▸ **Stated problem**
Below is a set of records. Repeat all of them exactly.

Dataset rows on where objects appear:
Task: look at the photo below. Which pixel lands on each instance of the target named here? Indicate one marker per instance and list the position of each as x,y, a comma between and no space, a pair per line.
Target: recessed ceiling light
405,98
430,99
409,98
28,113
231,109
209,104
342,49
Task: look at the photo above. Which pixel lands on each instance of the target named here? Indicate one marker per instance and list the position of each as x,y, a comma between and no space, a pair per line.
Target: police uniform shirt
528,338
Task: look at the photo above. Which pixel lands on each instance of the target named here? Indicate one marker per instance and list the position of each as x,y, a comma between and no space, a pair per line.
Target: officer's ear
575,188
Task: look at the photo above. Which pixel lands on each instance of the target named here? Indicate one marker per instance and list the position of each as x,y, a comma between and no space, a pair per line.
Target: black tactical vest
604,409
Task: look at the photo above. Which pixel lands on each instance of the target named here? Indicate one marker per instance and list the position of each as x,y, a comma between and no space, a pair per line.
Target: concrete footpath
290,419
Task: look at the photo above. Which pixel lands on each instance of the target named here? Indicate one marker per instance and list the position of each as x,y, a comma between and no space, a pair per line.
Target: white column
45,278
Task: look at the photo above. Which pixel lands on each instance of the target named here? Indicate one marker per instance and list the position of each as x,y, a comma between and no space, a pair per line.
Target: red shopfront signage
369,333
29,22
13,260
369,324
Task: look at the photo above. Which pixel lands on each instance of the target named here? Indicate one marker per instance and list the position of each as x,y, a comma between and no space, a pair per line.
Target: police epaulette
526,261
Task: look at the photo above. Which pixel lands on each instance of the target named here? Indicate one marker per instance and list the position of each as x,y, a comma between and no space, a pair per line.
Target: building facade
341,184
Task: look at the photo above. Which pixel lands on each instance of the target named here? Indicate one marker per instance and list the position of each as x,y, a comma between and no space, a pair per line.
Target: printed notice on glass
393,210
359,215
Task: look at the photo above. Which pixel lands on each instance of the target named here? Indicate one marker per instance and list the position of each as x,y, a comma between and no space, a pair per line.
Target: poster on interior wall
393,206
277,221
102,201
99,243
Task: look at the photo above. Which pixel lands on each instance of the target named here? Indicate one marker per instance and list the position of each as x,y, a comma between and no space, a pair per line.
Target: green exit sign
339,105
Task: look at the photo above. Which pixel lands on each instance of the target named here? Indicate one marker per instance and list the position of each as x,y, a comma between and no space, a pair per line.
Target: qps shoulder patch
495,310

▸ **Full solution**
Task: look at the photo below. Which pixel lands on each instance of the target named here? Indicate one marker per instance and list the position of each as x,y, a comma between and no space, a pair per line.
Target: recessed ceiling light
405,98
430,99
409,98
28,113
231,109
209,104
342,49
Task: look at the photo above. Which pixel lands on each instance of the target named here? Indicate one marker per instance and list the position of each as x,y, a comma between and no space, a pair per line.
Target: police uniform shirt
528,338
Task: look at the photo above. Which pixel lands on each instance of the target named here? Indicate one marker per instance and list the position of each as x,y, a comma between and no space, a pair per line.
Target: officer's ear
575,188
Task: look at the photo above. Which pixel lands on each instance of the target named here? Indicate one marker per instance and list the position of each as x,y, a comma between and no space, a pair per line.
Target: black tactical vest
604,409
Task: look at the photo above. Which pixel lands on each instance of the target named here? Indicate one marker per instance and list the position of each as x,y, a comma between and no space, a pair per line.
Target: concrete footpath
290,419
Task: look at the photo above. Which pixel lands on each instance of the target named here? Indicate one marker per instance and list the position of each as x,y, a comma between and no space, a pair per line.
Target: white column
45,278
Task: look at the photo above. Which pixel lands on each instance of the target named here? Indicate one marker per instance and list the position of each as x,y, a comma between and no space, a pair per line.
Target: red shopfront signage
369,333
29,22
13,260
369,324
Task: look at the photo above. Which pixel lands on each instance of the target named here? Indicate one marker per instance and list the position of each as x,y, a comma between and no space, a pair per line.
Target: police epaulette
526,261
Task: look at the photo above. Which pixel lands on each instance of the target named here? Indicate one marker per instance and list the position of each as x,y, a comma between and no space, a pair per line.
Target: building facade
341,184
Task: look at the photo above. Which pixel lands on each instance of the target named here? Indicate one marker per instance and list the position of each as x,y, a comma between and no space, a pair per line.
Target: printed notice on glass
393,210
359,215
Task: look at the photo above. Which pixel lands on each instance of the target named here? Indicate one marker per instance and list the position of each as x,y, a comma between and no space, a pair per line.
Target: poster on interior wall
393,206
277,221
102,201
99,243
Task: look at the photo above. Which pixel lands on each instance of the target named here? Indicate one marker per instance and list the position of each as x,y, a comma between and no space, a pair per line.
Target: green exit sign
339,105
Task: look at the photo above. Which pixel lands on each instance of the target named here? Indicate one marker per instance and list the position of each as x,y, a comma between and no space, a pair per line.
Target: qps shoulder patch
495,310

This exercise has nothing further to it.